* **EXERCISE TASK**:
Starting at the line that contains "of the stone", copy each line through the end of the listing below. Include both ends and output nothing more.

Labeled-object pointing entries
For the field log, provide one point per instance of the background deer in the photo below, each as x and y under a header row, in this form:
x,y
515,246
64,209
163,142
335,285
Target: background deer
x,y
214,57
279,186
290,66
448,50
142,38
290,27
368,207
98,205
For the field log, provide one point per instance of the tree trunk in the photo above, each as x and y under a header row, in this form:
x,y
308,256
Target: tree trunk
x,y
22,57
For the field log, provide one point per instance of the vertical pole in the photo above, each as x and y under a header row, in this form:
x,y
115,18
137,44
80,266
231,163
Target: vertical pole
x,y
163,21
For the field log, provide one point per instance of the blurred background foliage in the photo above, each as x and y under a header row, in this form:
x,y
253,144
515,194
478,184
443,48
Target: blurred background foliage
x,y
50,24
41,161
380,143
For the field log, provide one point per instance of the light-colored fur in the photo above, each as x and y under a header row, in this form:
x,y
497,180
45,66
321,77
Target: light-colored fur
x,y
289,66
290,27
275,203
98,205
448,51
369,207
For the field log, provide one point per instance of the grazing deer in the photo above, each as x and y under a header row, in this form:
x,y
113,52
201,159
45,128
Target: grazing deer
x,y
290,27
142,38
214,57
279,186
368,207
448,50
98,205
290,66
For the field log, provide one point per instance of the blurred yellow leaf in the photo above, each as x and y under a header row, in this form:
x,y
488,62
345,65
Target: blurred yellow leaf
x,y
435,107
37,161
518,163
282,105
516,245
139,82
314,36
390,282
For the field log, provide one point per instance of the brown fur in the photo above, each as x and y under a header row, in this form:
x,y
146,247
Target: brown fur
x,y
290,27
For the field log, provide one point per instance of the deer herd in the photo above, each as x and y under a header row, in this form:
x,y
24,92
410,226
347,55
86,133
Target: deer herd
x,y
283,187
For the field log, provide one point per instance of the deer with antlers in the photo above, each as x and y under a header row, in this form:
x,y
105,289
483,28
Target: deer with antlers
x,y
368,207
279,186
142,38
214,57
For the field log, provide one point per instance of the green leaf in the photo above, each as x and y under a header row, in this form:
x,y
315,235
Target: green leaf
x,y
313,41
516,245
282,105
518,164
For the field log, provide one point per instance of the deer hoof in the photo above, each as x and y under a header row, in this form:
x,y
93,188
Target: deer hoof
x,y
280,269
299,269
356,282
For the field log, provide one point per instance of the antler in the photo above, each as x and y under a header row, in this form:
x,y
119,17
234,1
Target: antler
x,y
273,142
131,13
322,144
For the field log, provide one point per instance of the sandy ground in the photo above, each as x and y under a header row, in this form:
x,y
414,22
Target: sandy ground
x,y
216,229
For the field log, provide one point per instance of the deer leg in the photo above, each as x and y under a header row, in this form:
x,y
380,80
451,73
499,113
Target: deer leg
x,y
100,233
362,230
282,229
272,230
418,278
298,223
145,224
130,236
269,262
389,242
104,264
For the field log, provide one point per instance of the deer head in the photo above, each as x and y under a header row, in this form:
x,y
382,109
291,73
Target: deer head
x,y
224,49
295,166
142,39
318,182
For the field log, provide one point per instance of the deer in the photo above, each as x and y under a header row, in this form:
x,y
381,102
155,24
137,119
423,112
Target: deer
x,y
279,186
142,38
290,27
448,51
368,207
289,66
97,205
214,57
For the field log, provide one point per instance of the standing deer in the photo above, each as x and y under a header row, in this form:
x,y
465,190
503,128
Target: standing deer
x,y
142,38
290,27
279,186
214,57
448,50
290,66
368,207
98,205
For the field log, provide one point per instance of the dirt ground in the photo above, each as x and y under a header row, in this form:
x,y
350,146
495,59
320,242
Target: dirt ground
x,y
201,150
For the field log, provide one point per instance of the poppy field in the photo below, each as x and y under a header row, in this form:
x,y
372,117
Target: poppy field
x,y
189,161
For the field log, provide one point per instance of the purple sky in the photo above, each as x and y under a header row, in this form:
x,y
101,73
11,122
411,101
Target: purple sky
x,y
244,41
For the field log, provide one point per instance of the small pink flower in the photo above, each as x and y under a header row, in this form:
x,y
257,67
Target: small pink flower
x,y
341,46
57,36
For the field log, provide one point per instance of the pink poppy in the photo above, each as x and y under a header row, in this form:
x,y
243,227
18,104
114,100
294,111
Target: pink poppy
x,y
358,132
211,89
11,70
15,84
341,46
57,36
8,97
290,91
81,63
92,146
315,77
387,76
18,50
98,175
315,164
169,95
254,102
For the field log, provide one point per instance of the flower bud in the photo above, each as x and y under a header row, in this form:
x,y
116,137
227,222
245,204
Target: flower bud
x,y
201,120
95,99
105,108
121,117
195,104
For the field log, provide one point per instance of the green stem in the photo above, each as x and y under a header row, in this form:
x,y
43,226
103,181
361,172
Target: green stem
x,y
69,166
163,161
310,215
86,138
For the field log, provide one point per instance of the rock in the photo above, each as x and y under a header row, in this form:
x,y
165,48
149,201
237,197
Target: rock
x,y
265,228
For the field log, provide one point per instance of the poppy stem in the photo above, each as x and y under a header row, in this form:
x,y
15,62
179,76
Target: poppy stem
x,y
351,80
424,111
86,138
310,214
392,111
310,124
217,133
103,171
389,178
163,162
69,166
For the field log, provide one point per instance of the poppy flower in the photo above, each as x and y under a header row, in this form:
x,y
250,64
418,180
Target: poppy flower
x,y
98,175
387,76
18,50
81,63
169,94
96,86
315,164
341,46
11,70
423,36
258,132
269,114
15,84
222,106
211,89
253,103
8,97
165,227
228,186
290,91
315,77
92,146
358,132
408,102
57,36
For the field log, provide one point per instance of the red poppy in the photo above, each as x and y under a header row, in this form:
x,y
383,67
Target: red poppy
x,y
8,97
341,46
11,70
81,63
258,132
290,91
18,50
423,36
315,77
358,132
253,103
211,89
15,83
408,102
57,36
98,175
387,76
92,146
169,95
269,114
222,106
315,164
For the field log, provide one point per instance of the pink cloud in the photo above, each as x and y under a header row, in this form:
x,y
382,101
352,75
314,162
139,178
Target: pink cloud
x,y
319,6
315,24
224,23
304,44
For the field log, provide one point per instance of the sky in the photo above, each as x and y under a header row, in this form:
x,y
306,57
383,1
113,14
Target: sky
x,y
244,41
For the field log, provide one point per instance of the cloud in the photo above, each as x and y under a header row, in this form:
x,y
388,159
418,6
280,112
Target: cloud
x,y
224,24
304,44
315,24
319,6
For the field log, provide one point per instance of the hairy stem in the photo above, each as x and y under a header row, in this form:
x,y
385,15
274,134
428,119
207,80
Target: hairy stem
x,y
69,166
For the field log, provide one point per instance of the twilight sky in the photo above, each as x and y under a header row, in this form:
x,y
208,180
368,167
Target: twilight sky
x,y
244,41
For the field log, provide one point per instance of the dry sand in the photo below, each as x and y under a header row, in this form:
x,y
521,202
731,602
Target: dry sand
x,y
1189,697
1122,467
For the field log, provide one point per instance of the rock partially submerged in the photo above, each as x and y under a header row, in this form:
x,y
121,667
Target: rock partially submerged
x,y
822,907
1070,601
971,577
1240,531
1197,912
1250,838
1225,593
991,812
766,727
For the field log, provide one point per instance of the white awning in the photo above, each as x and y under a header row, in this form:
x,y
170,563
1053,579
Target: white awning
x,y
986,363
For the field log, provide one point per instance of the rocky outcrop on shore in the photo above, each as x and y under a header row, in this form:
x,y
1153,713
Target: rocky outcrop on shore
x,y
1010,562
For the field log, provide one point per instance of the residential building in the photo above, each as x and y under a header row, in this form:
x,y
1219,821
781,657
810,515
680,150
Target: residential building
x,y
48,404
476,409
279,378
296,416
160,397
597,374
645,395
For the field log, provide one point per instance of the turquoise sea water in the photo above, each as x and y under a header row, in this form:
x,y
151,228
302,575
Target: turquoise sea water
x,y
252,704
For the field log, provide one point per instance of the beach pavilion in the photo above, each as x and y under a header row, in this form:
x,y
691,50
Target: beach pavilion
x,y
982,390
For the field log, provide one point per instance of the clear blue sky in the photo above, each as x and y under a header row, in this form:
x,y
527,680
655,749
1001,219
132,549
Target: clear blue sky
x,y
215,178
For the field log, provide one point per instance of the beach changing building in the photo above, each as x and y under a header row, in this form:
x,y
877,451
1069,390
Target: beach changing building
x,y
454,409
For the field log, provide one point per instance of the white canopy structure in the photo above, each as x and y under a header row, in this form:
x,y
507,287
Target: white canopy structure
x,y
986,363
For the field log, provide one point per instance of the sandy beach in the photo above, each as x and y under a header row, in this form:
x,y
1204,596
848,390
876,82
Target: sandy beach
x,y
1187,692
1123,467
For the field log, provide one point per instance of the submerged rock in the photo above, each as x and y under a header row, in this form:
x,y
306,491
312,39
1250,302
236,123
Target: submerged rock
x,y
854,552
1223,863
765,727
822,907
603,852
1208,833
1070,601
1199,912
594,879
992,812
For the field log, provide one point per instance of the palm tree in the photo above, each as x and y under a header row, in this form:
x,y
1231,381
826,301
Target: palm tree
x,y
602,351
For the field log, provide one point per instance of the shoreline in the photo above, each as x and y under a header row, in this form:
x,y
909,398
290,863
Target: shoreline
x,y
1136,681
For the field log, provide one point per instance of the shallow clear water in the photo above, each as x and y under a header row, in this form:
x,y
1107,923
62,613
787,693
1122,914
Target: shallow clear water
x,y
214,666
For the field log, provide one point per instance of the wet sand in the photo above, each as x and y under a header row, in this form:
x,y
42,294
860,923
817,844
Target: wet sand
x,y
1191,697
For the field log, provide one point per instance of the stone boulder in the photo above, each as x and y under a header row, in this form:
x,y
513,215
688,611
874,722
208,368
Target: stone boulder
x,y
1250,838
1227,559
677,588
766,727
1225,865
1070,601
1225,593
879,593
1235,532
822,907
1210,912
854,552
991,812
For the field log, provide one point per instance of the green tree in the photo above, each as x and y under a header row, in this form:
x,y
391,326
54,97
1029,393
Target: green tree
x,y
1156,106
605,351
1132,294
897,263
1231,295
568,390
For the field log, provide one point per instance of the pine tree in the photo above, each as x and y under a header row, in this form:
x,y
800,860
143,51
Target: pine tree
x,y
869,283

* **TASK RESULT**:
For the field log, provide one point per instance of the stone boulder in the photo above, each as x and y under a header row, in this form:
x,y
513,215
688,611
874,722
208,368
Target: stone boulder
x,y
1250,838
1227,559
677,588
766,727
1225,865
1070,601
1225,593
879,593
1235,532
822,907
1210,912
854,552
991,812
For the field log, provide one point per instance of the green tree in the photo above, each as x and y under a header row, in this form:
x,y
391,326
54,97
1029,393
Target: green tree
x,y
1156,106
605,351
1132,294
897,263
1231,295
568,390
For the field log, provide one point per instance of the pine tree in the photo above, each as x and y under a header row, in this form:
x,y
800,860
143,51
Target: pine tree
x,y
869,283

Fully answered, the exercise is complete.